**WHAT THIS TASK INVOLVES**
Reproduce word for word the passage of the food illness claims text starting with "- In strict" and going on through "meet that standard.".

=== SUPPLIED TEXT ===

Generally, in order to prove your claim, you will need to show that the food was contaminated, and that the contamination of the food caused your illness. Depending on what state you’re in and what avenue you used to file your case, you may need to prove a few more things, as well.
- In strict liability cases, you will need to prove that the contaminated food was unreasonably dangerous, and that the dangerous contamination caused your illness. In this scenario, it does not matter whether the defendant was careful and took precautions to prevent the contamination.
- In breach of warranty cases, you will need to show that there is a warranty that the food product would conform to a particular minimum quality standard, and that the food in question did not meet that standard.
- In negligence cases (which is where most food illness cases fall), you will need to show that the defendant did not follow an appropriate standard of care, which caused the food poisoning that caused your illness and caused you actual damages.
With regards to evidence for your case, keep track of how much time passed between your last meal and the beginning of your symptoms. If you seek medical attention for your illness, keep the records of your treatment and any tests that your doctor runs, as well as copies of any bills you receive.

=== MATERIAL SUPPLIED ===

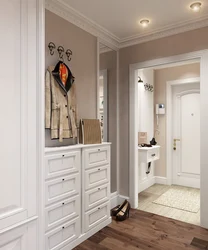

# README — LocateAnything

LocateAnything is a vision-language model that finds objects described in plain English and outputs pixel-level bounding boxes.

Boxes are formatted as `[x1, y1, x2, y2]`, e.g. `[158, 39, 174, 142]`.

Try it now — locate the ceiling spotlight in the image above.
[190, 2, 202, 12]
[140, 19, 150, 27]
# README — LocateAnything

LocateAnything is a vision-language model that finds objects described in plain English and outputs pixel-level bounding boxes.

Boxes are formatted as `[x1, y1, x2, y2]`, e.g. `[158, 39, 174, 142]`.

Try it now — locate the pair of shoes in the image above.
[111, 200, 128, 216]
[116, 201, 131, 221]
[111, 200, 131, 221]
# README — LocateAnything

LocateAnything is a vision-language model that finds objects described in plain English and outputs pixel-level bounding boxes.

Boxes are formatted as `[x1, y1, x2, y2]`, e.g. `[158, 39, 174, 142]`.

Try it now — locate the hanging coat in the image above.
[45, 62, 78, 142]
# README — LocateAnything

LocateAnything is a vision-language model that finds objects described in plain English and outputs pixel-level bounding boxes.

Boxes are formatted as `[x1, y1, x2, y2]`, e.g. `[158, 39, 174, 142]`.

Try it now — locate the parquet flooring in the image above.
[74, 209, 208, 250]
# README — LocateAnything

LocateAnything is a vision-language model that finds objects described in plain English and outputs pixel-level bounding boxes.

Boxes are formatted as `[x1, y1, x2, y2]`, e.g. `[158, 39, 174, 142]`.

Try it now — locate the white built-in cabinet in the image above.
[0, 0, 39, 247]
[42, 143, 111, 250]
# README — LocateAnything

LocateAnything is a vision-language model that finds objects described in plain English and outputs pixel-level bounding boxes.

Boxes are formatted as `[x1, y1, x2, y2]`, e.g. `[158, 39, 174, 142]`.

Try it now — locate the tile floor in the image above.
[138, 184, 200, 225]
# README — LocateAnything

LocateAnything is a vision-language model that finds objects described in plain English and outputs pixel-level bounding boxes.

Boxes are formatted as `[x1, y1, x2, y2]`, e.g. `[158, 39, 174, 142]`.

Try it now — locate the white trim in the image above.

===

**RESPONSE FOR THIS EXERCISE**
- In strict liability cases, you will need to prove that the contaminated food was unreasonably dangerous, and that the dangerous contamination caused your illness. In this scenario, it does not matter whether the defendant was careful and took precautions to prevent the contamination.
- In breach of warranty cases, you will need to show that there is a warranty that the food product would conform to a particular minimum quality standard, and that the food in question did not meet that standard.